For each statement, decide whether it agrees with the lung tissue methods text. Answer yes or no and quote the deciding words of the text. 1. Homogenates were centrifuged at 4°C. 2. Membranes were washed with TBS-T for 15 minutes only once. 3. Target protein quantities were normalized to GAPDH expression.

» **Document text**:
Content starts

Lung tissue was homogenized with radio immunoprecipitation assay (RIPA) buffer (50 mm Tris, pH 7.0, 150 mM NaCl, 1% Triton-X-100) containing phenylmenthanesulfonyl fluoride (R&D Systems Inc., Minneapolis, US). Homogenates were centrifuged at 12,000 × g for 10 min at 4°C. Cell protein was separated using SDS-PAGE and transferred to polyvinylidene fluoride (PVDF) membranes (Hybond TM-ECL; Amersham Pharmacia Biotech, Inc. Shanghai, China). Membranes were blocked in 5% nonfat milk in PBS and 0.1% Tween-20 at room temperature. Blots were then incubated with primary antibodies: anti-Bcl-2 antibody (1:1,000, Immunoway Biotech, Inc., Shanghai, China, Catalog No: YM3795), anti-Bax antibody (1:1,000, abcam, Inc., Shanghai, China, Catalog No: ab182734), anti-PI3 antibody (1:1,000, abcam, Inc., Shanghai, China, Catalog No: ab140307), anti-phosphorylated Akt antibody (1:1,000, abcam, Inc., Shanghai, China, Catalog No: ab38449), anti-mTOR antibody (1:1,000, abcam, Inc., Shanghai, China, Catalog No: ab32028), anti-phosphorylated mTOR antibody (1:1,000, abcam, Inc., Shanghai, China, Catalog No: ab137133), anti-phosphorylated S6K1 antibody (1:1,000, abcam, Inc., Shanghai, China, Catalog No: ab47379), anti-S6K1 antibody (1:1,000, abcam, Inc., Shanghai, China, Catalog No: ab32359), anti-Beclin-1 (1:1,000, Santa Cruz Biotech, Inc., Shanghai, China, Catalog No: sc-48341), anti-LC3 (1:1,000, abcam, Inc., Shanghai, China, Catalog No: sc-376404), anti-p62 (1:1,000, abcam, Inc., Shanghai, China, Catalog No: ab56416), or anti-GAPDH (Santa Cruz Biotech, Inc., Shanghai, China, Catalog No: sc-47724). Next, membranes were incubated for 1 h with a secondary antibody (HRP-conjugated anti-rabbit Ig-G, 1:2,000, abcam, Inc., Catalog No: ab205718). Membranes were then washed for 15 min using TBS-T, three times. Washing was done to remove excess antibody before incubation for 1 min with chemiluminescent reagents (ECL, R&D Systems Inc, Minneapolis, USA). Membranes were subsequently exposed to X-ray film. Immunoreactive bands were detected by analysis of X-ray films using the software Image J (Rawak Software Inc., Stuttgart, Germany). The quantity of target proteins was normalized to GAPDH expression.

Measurement of Inflammatory Factors

Lung tissue was homogenized to measure concentration of IL-6 (Catalog No: E-EL-R0015c), IL-8 (Catalog No: E-EL-H0048c), and TNF-α (Catalog No: E-EL-R0019c) using commercially available enzyme-linked immunosorbent assay (ELISA) kits (Elabscience, Inc., Shanghai, China). All steps were performed according to the manufacturer's instructions provided with the ELISA kit.

Content ends

» **Dataset excerpts**:
Content starts

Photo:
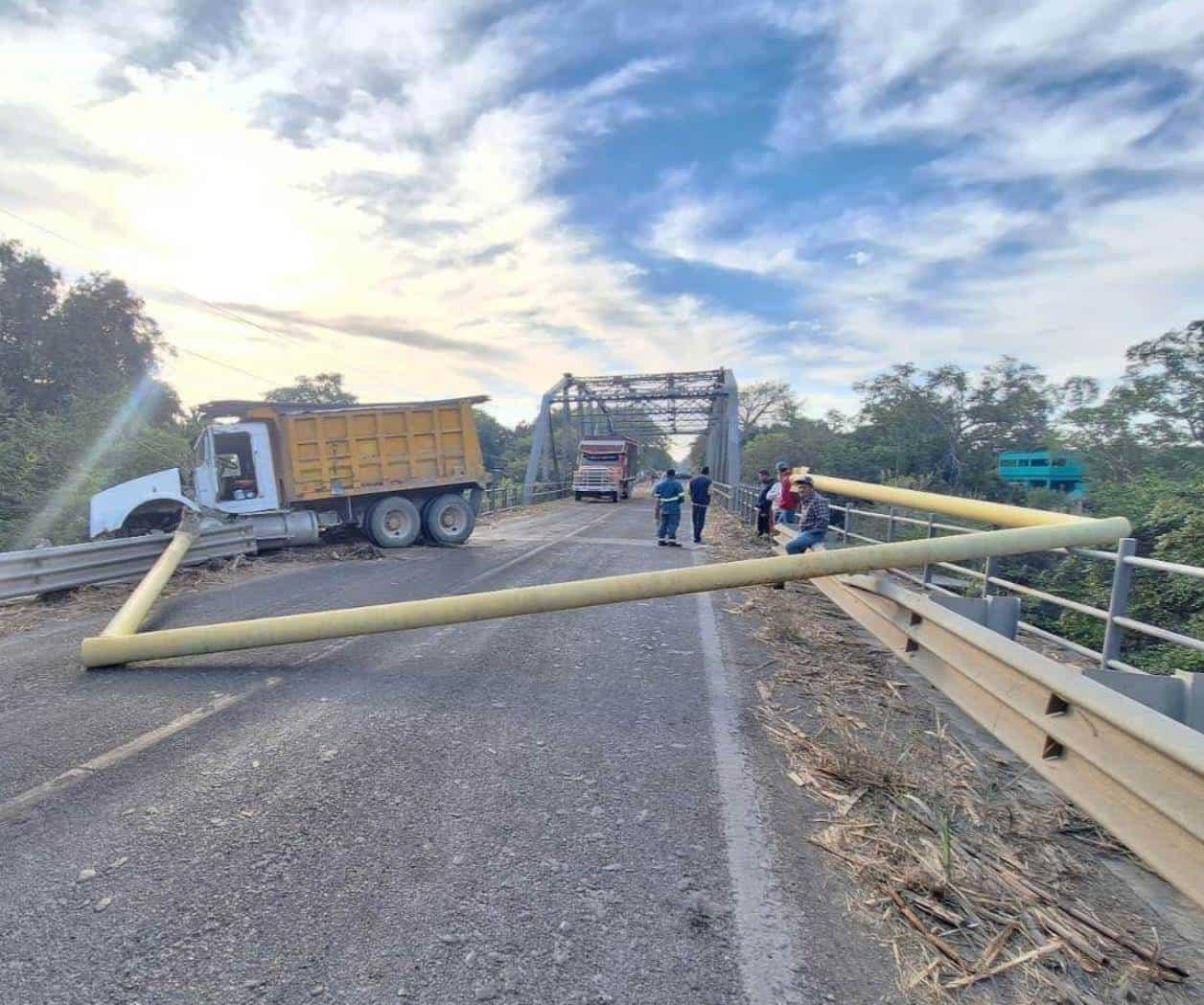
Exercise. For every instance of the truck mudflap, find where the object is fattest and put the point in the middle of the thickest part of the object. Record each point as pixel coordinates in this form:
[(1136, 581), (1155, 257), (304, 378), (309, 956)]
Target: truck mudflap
[(158, 493)]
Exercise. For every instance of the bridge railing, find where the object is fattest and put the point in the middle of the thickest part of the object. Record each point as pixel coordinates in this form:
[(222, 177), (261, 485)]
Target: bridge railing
[(865, 525), (508, 496)]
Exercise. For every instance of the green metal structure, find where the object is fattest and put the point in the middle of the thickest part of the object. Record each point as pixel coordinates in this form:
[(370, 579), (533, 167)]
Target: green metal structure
[(1058, 470)]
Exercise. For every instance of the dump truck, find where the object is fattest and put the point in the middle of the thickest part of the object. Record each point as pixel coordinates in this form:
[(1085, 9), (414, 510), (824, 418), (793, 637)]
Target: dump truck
[(606, 468), (399, 471)]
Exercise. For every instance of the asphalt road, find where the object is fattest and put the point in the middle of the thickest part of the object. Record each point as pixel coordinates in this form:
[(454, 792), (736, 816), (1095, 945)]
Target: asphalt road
[(572, 807)]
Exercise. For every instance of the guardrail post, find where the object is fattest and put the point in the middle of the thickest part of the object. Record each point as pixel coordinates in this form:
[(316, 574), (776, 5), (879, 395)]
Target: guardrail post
[(927, 567), (987, 573), (1118, 604)]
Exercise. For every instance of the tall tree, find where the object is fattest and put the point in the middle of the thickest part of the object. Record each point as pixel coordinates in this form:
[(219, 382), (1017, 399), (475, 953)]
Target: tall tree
[(766, 403), (1166, 376), (318, 389)]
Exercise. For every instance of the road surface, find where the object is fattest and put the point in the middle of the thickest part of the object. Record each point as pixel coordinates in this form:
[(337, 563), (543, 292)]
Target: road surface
[(573, 807)]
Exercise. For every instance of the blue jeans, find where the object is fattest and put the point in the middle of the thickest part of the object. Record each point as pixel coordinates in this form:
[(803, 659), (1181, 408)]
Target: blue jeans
[(804, 540)]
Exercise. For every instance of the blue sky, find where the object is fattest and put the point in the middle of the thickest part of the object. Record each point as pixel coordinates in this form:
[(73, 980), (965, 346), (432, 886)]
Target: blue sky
[(459, 198)]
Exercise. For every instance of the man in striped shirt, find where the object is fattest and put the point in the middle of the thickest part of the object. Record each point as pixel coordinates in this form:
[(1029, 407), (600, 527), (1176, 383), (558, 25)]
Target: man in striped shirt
[(813, 517)]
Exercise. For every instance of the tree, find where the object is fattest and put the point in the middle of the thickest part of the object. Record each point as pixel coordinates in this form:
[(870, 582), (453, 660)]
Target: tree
[(95, 339), (1166, 376), (766, 403), (318, 389)]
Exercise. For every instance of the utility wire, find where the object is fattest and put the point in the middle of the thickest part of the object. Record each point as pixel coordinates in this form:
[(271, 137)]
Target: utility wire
[(184, 292)]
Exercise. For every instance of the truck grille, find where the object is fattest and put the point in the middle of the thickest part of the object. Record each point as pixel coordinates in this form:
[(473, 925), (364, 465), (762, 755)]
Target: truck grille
[(595, 478)]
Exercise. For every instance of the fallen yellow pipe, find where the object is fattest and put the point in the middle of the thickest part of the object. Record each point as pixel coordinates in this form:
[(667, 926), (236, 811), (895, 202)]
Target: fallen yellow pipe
[(112, 649), (996, 513), (137, 605)]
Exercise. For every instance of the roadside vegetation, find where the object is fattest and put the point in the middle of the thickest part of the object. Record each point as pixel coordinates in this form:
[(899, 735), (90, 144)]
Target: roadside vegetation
[(941, 429), (82, 408)]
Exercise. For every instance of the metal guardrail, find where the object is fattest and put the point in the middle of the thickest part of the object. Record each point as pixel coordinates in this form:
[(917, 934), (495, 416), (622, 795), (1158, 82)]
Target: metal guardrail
[(499, 499), (1115, 618), (1134, 771), (46, 570)]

Content ends

» **Result for this exercise**:
1. Yes: "Homogenates were centrifuged at 12,000 × g for 10 min at 4°C."
2. No: "Membranes were then washed for 15 min using TBS-T, three times."
3. Yes: "The quantity of target proteins was normalized to GAPDH expression."